=== Reading passage ===
>> START

= Angelo Froglia =

Italian painter and sculptor

Angelo Froglia (23 March 1955 – 11 January 1997) was an Italian painter and sculptor mostly known for being involved in the scandal of the sculptures falsely attributed to Amedeo Modigliani in 1984.

==Biography==
Angelo Froglia was born in Livorno. He attended the Accademia di Belle Arti in Florence. In 1971 he returned to Livorno where he rented a studio and started painting. In 1974 he participated to the 10th edition of the Rome Quadriennale. In 1977, during the Years of Lead, he took part in the armed struggle and ended up in jail. He was released in 1981 and moved back to Livorno where he resumed painting.

>> END

=== Written request A ===
Answer these questions about the Angelo Froglia biography:
(i) Which artist were the 1984 scandal sculptures falsely attributed to?
(ii) Where did Froglia attend the Accademia di Belle Arti?
(iii) In what year was he released from jail?

Collected data
>> START

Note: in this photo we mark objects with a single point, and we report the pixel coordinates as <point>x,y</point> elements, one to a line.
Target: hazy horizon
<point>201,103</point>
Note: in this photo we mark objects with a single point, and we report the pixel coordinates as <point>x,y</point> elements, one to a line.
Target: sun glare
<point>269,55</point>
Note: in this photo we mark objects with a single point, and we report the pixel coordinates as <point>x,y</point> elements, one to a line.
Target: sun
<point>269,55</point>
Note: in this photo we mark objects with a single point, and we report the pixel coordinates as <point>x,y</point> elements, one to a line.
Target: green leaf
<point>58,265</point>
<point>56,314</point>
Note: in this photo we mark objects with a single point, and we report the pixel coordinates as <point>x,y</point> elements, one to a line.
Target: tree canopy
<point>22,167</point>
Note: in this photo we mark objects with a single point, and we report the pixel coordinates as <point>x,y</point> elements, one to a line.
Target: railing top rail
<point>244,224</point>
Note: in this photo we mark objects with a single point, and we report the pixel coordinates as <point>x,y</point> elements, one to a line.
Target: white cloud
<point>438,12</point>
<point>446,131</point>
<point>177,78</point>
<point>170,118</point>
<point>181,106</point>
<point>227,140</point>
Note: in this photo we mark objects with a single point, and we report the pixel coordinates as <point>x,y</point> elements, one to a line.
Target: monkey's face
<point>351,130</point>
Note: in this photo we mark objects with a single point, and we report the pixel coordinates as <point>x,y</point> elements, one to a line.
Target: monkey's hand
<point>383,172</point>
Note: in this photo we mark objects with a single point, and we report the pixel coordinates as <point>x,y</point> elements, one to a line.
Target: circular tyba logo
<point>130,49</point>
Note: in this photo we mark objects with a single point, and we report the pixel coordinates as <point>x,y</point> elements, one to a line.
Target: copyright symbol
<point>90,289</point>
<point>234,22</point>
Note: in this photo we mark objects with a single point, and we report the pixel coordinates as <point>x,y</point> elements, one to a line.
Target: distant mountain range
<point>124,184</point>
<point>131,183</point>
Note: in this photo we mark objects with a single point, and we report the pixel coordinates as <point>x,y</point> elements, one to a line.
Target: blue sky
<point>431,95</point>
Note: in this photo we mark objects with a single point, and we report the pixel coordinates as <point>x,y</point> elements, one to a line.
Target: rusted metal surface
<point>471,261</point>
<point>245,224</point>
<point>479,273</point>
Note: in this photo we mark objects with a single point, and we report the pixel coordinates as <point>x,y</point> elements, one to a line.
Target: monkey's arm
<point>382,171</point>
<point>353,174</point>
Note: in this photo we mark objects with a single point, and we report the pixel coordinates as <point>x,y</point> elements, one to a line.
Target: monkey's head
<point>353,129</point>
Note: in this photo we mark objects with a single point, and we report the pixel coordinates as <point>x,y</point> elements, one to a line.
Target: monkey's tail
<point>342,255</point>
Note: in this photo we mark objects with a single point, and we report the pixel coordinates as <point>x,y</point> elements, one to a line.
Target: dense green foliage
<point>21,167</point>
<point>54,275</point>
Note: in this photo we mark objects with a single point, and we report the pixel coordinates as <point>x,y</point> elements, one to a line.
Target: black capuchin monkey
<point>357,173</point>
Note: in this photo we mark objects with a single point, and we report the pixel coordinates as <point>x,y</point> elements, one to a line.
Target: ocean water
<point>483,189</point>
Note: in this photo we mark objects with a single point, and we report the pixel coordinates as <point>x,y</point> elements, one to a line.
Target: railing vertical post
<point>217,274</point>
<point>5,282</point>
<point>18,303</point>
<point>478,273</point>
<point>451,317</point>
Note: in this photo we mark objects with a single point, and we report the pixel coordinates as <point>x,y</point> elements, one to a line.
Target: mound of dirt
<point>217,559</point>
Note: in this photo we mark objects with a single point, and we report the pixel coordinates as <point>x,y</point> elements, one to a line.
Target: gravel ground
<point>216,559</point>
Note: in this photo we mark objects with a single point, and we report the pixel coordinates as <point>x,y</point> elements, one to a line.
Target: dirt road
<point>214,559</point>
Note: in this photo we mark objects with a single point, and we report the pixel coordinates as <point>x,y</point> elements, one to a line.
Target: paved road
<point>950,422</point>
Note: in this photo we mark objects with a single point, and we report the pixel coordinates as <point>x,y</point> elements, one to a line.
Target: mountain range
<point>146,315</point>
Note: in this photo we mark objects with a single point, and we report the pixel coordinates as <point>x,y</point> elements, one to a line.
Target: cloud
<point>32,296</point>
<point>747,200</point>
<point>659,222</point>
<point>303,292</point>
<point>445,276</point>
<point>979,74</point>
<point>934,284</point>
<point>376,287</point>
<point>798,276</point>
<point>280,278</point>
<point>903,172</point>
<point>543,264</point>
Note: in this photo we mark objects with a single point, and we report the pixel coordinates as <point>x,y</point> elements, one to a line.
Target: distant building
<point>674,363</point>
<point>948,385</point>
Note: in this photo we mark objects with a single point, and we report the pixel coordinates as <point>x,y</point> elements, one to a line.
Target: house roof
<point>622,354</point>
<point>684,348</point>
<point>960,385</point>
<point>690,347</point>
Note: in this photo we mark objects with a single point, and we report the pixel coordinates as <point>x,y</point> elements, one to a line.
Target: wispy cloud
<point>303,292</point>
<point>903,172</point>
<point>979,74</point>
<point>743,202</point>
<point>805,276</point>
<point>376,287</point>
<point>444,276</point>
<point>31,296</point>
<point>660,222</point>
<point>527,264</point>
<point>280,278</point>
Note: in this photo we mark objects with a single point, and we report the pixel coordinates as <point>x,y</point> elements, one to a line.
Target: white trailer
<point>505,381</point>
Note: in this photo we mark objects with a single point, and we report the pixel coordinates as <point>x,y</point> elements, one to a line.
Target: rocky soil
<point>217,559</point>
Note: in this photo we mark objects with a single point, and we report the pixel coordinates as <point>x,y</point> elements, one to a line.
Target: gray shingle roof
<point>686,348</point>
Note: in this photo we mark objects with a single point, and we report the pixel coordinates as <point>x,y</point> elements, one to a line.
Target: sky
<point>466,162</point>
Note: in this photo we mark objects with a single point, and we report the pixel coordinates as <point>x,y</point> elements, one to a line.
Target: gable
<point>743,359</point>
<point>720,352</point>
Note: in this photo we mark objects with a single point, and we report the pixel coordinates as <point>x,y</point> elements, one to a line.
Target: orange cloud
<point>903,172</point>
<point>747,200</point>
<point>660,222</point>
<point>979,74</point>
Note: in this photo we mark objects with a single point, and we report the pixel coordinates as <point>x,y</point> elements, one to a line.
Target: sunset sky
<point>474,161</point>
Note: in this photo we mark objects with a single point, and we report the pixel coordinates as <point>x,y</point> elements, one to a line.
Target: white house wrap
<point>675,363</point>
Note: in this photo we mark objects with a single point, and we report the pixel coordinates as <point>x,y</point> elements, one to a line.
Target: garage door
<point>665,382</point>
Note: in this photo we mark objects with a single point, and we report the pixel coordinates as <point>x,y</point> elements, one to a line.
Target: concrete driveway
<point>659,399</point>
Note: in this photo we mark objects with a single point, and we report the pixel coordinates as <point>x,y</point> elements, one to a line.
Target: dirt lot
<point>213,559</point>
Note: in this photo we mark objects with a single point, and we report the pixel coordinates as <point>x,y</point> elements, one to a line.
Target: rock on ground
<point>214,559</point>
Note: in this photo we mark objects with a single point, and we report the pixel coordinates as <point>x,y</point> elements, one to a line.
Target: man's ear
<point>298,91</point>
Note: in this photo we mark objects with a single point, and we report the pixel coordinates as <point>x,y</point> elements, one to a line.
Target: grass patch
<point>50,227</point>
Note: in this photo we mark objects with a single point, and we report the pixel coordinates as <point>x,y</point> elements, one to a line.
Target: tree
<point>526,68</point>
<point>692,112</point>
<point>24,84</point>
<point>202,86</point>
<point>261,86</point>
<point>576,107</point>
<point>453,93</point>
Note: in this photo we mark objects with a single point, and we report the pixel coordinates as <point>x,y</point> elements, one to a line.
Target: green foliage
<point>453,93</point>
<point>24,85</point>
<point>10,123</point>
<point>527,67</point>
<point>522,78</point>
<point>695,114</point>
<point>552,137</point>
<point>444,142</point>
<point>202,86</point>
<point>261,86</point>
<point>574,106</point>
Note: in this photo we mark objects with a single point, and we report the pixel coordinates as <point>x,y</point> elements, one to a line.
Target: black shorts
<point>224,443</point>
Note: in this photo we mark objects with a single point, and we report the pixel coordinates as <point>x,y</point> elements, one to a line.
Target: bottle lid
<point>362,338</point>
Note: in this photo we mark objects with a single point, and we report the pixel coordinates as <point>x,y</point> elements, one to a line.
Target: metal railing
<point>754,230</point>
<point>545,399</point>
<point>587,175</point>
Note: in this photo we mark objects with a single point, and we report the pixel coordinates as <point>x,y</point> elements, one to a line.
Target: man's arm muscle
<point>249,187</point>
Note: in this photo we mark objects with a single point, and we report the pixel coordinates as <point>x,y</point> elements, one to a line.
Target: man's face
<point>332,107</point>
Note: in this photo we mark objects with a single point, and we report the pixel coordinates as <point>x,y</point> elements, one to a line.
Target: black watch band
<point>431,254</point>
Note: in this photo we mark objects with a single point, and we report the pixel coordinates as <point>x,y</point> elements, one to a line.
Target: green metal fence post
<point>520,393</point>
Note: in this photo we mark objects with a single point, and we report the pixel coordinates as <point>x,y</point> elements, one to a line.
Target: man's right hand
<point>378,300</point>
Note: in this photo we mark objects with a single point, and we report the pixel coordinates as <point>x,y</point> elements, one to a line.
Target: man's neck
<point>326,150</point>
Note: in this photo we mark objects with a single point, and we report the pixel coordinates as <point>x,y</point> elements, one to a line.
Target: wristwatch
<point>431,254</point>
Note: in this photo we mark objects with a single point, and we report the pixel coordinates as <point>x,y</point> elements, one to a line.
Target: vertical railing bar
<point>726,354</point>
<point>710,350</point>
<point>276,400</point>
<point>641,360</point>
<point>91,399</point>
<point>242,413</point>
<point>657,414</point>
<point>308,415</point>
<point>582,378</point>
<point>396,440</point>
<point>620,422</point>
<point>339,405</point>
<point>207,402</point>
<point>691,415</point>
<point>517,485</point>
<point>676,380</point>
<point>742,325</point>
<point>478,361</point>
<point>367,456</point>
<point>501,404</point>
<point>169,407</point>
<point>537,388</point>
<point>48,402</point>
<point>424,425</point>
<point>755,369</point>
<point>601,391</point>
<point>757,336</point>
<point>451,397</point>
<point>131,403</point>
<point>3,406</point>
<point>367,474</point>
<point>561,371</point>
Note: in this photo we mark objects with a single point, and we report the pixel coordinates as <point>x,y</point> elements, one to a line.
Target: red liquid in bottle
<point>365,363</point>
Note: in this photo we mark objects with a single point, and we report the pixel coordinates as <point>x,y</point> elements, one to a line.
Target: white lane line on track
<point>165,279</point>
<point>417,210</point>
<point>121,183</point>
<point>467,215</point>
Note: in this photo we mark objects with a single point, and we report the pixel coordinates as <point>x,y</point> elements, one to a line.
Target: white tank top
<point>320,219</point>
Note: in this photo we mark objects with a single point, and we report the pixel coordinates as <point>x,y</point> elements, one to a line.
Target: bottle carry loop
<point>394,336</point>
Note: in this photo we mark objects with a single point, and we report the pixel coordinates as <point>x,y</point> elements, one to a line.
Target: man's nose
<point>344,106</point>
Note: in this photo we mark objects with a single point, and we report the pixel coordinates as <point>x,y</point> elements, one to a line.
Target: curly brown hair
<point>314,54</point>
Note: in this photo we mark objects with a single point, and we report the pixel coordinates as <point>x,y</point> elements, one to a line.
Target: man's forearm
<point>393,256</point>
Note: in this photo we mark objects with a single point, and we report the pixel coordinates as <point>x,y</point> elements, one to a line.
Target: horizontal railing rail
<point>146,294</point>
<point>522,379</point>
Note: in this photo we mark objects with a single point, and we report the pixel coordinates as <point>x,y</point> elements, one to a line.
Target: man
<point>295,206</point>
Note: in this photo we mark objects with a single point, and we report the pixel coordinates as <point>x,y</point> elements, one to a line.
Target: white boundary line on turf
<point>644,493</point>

>> END

=== Written request B ===
Print the lines of the records starting from the very first line and continuing through the line containing "<point>201,103</point>", with both ends included.

=== Correct result A ===
(i) Amedeo Modigliani
(ii) Florence
(iii) 1981

=== Correct result B ===
Note: in this photo we mark objects with a single point, and we report the pixel coordinates as <point>x,y</point> elements, one to a line.
Target: hazy horizon
<point>201,103</point>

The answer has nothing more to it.